Selected passage.
The conclusion is the same one I came to last time :

When you write performance-critical code, you need to completely isolate it from function calls, setup code, etc. Try to pass in everything you need as a function argument so you never had to load from globals or constants (even loading static constants seems to be compiled very badly, you have to pass them in to make sure they get into registers), and do everything inside the function on locals (which you never take the address of). Never call external functions.

10 comments:

Tom Forsyth said...

Load-op on x86 is frequently not free. An instruction like "add rax, [rbx]" is usually broken into two uops - "mov temp, [rbx]" and "add rax, temp". These are sceduled separately, they execute in different units, and they take register file bandwidth just the same as if it was two real instructions. The two advantages over just using two real instructions are (1) you don't have to use an x86 register for the temporary. This used to be exciting, but in 64-bit we have 16 integer registers and it's not a big deal any more. (2) the combined instruction is slightly shorter to decode than the two separate ones, so saves a bit of I$ space.

That's on the current out-of-order cores. On the in-order cores (Atom, Larrabee, probably Rock Creek) they're almost always a bad idea and are slower than breaking the instructions apart.

It gets even more complex with instructions like "add [rbx], rax", i.e. with the memory as destination. These can cause a lot of problems for OOO cores, because even though it's broken into three uops, it still has to behave as if it is a single one. There's subtleties there to do with fault handling and how many times you're allowed to read or write memory.

Extracted records.
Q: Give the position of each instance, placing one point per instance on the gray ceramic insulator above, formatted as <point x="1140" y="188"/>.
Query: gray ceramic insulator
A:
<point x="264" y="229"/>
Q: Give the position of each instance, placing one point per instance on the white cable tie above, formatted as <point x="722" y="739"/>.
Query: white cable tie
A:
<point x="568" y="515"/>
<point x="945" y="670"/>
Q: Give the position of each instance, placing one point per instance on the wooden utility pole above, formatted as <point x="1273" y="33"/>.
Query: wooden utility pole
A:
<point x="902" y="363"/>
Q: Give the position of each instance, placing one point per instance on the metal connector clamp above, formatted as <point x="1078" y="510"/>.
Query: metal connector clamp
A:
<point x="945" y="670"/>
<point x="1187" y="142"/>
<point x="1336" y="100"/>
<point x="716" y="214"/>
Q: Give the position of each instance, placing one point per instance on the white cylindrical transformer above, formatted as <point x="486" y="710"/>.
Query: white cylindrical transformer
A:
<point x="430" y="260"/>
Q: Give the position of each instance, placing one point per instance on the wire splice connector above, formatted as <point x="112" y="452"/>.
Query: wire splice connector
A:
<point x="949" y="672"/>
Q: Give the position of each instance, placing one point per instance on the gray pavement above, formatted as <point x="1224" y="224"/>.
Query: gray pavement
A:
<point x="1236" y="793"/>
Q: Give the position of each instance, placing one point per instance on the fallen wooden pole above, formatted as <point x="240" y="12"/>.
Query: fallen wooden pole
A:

---

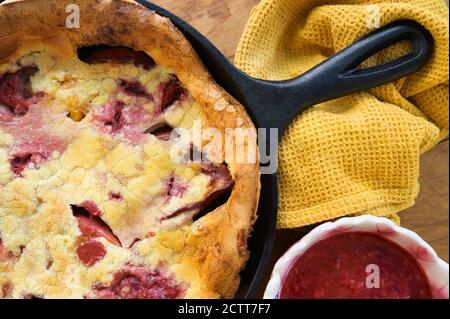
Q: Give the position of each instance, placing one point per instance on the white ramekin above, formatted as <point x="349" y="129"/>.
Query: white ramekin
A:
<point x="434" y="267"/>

Problems and tasks.
• a. According to the x86 performance thread, into which two uops is an instruction like "add rax, [rbx]" usually broken?
• b. Put this sentence from the x86 performance thread into Spanish: "This used to be exciting, but in 64-bit we have 16 integer registers and it's not a big deal any more."
Work only from the x86 performance thread and leave the data aside.

Solutions to the exercise.
• a. "mov temp, [rbx]" and "add rax, temp".

• b. Esto solía ser emocionante, pero en 64 bits tenemos 16 registros enteros y ya no es gran cosa.